WHAT TO WORK ON | Give the rows from the line containing "## Example: detecting hanging light fixture" through the end of the rows, both included, as a JSON list of strings with one string per line and blank lines left out.

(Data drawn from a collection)
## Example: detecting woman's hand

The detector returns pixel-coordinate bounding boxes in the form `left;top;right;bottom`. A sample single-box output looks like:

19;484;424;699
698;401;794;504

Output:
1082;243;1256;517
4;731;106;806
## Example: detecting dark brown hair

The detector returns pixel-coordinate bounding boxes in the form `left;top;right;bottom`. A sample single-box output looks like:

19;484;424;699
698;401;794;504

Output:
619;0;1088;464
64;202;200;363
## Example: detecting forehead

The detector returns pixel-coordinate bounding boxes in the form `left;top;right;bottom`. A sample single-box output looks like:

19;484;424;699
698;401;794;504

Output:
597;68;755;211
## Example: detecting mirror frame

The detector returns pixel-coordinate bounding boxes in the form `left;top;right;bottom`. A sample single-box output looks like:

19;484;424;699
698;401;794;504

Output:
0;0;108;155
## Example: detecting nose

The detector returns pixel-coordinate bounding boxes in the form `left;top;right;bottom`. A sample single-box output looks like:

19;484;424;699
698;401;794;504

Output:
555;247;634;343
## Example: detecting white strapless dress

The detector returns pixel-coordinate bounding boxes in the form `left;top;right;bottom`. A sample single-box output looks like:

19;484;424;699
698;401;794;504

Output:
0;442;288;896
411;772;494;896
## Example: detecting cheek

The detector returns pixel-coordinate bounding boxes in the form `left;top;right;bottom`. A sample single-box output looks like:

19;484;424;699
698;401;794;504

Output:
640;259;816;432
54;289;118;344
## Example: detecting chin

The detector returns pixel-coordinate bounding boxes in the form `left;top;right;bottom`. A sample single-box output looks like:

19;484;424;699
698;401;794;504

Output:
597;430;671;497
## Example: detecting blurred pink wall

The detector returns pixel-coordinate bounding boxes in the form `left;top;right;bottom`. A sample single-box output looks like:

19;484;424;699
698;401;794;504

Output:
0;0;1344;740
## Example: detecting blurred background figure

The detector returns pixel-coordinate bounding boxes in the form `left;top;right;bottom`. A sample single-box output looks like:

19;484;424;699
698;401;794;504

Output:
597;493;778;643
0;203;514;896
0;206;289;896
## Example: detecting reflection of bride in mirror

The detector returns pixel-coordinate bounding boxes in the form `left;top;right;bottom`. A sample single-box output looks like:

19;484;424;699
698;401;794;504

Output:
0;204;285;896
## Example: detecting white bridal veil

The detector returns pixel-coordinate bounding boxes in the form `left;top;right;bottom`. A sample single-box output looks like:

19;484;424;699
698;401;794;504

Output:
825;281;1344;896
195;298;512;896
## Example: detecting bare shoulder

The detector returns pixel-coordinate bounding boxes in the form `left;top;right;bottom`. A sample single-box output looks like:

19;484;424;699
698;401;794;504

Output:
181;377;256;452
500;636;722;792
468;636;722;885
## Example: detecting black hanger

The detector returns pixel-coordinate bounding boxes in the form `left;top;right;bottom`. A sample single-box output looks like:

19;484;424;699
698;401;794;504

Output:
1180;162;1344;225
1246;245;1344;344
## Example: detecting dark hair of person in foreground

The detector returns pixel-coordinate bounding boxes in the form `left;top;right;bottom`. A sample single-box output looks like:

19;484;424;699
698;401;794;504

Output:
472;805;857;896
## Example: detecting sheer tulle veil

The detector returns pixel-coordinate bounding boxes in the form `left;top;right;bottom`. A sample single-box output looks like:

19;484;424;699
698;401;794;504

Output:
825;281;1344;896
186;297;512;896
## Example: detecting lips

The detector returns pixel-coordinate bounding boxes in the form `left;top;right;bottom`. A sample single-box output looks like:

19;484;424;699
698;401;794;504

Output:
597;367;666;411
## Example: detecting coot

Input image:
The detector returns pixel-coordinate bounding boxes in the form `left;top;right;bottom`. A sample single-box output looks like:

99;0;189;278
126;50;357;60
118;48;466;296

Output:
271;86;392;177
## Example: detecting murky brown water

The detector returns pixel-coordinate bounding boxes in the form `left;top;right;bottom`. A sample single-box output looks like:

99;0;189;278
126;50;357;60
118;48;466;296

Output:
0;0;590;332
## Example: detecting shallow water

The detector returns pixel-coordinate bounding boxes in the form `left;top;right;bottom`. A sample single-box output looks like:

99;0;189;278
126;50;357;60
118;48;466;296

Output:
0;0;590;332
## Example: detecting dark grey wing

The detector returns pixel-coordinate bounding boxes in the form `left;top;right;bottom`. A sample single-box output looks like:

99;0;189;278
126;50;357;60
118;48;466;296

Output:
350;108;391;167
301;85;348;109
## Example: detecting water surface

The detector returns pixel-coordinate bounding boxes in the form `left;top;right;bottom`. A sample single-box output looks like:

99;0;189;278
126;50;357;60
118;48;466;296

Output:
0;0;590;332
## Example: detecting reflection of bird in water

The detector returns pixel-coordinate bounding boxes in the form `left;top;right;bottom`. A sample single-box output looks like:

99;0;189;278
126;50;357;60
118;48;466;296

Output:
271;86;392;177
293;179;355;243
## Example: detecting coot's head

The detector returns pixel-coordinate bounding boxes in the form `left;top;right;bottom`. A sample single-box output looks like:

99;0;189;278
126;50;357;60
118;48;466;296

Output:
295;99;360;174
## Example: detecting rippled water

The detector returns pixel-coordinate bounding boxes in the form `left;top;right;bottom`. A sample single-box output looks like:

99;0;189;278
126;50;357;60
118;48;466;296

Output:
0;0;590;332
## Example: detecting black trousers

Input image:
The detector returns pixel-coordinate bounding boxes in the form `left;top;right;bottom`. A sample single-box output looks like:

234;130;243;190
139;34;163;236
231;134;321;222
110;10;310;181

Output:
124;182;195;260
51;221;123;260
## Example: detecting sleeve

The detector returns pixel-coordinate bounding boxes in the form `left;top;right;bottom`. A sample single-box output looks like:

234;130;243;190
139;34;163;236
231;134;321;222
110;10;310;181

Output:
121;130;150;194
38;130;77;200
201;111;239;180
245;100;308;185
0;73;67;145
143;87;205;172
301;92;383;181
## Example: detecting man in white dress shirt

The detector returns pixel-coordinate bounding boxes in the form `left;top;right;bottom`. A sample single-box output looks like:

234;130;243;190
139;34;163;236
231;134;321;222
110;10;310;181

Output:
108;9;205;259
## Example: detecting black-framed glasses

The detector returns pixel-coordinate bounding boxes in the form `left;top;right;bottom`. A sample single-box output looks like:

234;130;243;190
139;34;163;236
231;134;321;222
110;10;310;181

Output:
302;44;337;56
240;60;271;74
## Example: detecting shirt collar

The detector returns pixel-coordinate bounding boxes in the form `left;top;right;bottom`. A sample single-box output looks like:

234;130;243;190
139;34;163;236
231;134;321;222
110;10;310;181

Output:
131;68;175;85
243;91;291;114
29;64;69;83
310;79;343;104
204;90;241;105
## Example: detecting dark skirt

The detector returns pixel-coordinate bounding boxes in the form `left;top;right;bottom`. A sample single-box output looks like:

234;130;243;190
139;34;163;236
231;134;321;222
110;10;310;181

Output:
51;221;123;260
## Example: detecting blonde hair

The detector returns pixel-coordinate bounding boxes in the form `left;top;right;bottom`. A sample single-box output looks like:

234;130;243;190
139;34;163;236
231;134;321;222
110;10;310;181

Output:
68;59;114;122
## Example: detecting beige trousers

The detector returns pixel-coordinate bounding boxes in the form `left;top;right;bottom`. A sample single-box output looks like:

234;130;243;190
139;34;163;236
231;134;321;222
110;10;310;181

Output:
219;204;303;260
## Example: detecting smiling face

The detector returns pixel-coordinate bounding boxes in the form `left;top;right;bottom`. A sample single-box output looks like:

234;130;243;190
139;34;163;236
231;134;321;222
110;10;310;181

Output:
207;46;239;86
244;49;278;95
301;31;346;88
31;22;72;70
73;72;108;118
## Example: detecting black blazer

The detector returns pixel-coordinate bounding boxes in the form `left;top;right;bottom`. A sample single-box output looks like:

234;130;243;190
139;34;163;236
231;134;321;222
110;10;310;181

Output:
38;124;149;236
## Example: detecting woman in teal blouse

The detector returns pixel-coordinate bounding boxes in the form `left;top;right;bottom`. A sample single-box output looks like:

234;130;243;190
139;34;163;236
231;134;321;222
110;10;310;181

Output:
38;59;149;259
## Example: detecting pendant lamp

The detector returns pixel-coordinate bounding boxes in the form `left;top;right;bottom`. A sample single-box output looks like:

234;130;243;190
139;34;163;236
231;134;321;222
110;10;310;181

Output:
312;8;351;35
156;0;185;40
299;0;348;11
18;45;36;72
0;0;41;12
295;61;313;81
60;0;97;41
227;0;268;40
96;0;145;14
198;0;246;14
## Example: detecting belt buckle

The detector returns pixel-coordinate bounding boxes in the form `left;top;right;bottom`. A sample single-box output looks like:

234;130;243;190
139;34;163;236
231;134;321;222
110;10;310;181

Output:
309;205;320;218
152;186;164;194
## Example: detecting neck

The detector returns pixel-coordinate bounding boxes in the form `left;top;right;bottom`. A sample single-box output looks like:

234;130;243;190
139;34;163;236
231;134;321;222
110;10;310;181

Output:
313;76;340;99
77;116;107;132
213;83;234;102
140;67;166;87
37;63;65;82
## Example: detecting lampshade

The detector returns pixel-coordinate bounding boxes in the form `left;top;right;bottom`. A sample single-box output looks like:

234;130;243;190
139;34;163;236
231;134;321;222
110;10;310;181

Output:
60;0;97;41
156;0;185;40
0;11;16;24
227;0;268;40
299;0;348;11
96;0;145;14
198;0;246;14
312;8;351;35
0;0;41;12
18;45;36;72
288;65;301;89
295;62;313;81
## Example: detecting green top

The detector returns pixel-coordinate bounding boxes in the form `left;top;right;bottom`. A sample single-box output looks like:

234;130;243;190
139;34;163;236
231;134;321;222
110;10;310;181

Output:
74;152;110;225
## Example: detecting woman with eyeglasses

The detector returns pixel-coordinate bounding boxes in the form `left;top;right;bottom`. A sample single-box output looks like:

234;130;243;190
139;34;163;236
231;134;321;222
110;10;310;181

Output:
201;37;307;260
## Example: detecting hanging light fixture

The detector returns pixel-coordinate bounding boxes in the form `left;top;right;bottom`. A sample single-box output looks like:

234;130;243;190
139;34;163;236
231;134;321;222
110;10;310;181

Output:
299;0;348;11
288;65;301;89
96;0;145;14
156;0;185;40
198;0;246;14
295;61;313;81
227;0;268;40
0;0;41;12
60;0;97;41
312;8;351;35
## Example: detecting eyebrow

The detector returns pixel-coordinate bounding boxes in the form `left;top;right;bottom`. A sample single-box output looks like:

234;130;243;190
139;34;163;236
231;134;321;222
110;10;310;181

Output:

ANSWER TO THE EXERCISE |
[
  "## Example: detecting hanging light fixture",
  "The detector returns pixel-coordinate bounding boxes in the form `left;top;right;bottom`. A sample single-box output looks like:",
  "234;130;243;190",
  "139;34;163;236",
  "231;134;321;222",
  "110;10;310;181",
  "Output:",
  "299;0;348;11",
  "288;65;301;89",
  "96;0;145;14",
  "156;0;185;40",
  "198;0;246;14",
  "295;61;313;81",
  "227;0;268;40",
  "0;0;41;12",
  "60;0;97;41",
  "312;8;351;35",
  "## Example: detecting eyebrow",
  "The detector returns pixel-coordinate bounding boxes in the form `left;top;right;bottom`. A sample single-box output looks like:",
  "234;130;243;190",
  "139;34;163;236",
  "231;134;321;222",
  "110;10;310;181",
  "Output:"
]